Objectif 1:
Extrayez telles quelles les lignes des enregistrements, en commençant à celle qui contient « Place a point on every instance of the window pane » et en vous arrêtant après la dernière ligne des enregistrements.

La Turquie envoie Israël se faire voir chez les… Grecs

En raison de sa situation géographique, la Turquie doit faire face à plusieurs défis sécuritaires. Ainsi, les détroits du Bosphore et des Dardanelles constituent les principaux débouchés des hydrocarbures produits en Asie centrale, ce qui en fait des zones stratégiques. Cela était d’autant plus vrai pendant la guerre Froide où ils étaient un point de passage pour les navires de guerre soviétiques. Et c’est ce qui explique en partie l’adhésion du pays à l’Otan, dès 1952.

A cela s’ajoute sa proximité avec le Caucase, région instable depuis la chute de l’URSS. Et sans oublier le conflit kurde, qui déborde en Irak, ses différends territoriaux avec la Syrie (région du Sandjak d’Alexandrette), ainsi que ses désaccords au sujet du débit de l’Euphrate, ses mauvaises relations avec l’Arménie et la Grèce. Qui plus est, la Turquie partage une frontière avec l’Iran, accusée de mener un programme nucléaire à visée militaire.

Objectif 2:
Recopiez à l'identique le passage de l'extrait sur la Turquie qui commence aux mots « A cela s’ajoute » et s'arrête après les mots « à visée militaire. ».

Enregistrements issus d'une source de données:
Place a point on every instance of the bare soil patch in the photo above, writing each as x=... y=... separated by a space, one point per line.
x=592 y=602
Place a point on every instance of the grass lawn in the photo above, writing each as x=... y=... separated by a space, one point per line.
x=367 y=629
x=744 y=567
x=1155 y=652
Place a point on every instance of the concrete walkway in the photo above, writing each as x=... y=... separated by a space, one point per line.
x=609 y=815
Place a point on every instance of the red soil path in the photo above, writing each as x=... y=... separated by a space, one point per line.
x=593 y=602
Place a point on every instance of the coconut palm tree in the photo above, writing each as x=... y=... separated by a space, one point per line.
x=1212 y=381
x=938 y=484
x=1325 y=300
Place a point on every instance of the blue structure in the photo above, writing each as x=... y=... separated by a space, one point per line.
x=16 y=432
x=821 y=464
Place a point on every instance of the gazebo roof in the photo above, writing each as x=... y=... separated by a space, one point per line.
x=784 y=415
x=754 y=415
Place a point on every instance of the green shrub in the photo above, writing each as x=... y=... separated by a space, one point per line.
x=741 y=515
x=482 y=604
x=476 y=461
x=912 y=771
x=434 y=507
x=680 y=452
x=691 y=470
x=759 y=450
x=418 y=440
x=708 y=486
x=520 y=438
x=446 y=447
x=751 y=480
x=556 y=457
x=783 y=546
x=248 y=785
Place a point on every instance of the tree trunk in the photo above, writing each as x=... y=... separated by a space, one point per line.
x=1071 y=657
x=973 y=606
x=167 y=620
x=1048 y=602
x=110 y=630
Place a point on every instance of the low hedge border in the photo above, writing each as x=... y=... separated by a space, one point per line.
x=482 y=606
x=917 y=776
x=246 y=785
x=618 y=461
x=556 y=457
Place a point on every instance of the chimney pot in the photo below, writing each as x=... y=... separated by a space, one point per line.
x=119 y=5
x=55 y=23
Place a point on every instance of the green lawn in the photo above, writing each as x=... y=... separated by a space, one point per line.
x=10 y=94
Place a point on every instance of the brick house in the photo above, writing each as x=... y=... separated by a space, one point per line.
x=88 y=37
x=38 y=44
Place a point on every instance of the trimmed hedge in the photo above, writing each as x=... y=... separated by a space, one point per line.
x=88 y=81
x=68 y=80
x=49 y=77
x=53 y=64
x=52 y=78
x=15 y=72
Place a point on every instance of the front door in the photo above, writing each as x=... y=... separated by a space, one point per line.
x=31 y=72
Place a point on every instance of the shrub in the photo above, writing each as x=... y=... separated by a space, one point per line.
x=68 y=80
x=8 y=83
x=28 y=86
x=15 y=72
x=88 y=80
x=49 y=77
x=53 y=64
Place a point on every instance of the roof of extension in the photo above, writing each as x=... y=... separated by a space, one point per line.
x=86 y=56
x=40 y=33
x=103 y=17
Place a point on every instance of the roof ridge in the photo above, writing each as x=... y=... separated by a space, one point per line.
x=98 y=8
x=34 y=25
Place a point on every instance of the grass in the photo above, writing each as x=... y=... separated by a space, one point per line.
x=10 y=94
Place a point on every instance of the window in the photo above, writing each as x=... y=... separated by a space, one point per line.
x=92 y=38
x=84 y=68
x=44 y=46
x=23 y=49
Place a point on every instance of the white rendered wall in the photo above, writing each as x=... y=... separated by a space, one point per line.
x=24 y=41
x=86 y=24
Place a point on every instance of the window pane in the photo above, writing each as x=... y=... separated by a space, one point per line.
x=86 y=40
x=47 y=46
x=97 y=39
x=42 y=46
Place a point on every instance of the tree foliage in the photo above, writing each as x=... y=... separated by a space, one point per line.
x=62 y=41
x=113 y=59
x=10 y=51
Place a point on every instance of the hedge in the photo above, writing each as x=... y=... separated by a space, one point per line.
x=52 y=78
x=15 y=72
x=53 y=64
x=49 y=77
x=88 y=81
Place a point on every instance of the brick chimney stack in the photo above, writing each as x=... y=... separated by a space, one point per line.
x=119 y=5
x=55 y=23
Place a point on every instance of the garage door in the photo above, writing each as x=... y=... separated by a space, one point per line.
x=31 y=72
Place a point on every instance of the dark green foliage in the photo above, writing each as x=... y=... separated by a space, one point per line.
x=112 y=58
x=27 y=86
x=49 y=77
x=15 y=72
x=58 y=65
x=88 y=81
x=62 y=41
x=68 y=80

Solution 1:
Place a point on every instance of the window pane in the photo above, writing each as x=... y=... separated by a space, one point per line.
x=86 y=40
x=47 y=46
x=97 y=39
x=42 y=46
Place a point on every instance of the tree foliage in the photo above, writing each as x=... y=... separated by a space, one point per line.
x=62 y=41
x=113 y=59
x=10 y=51
Place a point on every instance of the hedge in the photo above, writing each as x=... y=... separated by a space, one point per line.
x=52 y=78
x=15 y=72
x=53 y=64
x=49 y=77
x=88 y=81
Place a point on every instance of the brick chimney stack in the photo above, writing each as x=... y=... separated by a space, one point per line.
x=119 y=5
x=55 y=23
Place a point on every instance of the garage door in the photo above, writing each as x=... y=... separated by a space, one point per line.
x=31 y=72
Place a point on every instance of the dark green foliage in the photo above, writing each as x=... y=... separated by a space, one point per line.
x=112 y=58
x=27 y=86
x=49 y=77
x=15 y=72
x=58 y=65
x=88 y=81
x=62 y=41
x=68 y=80

Solution 2:
A cela s’ajoute sa proximité avec le Caucase, région instable depuis la chute de l’URSS. Et sans oublier le conflit kurde, qui déborde en Irak, ses différends territoriaux avec la Syrie (région du Sandjak d’Alexandrette), ainsi que ses désaccords au sujet du débit de l’Euphrate, ses mauvaises relations avec l’Arménie et la Grèce. Qui plus est, la Turquie partage une frontière avec l’Iran, accusée de mener un programme nucléaire à visée militaire.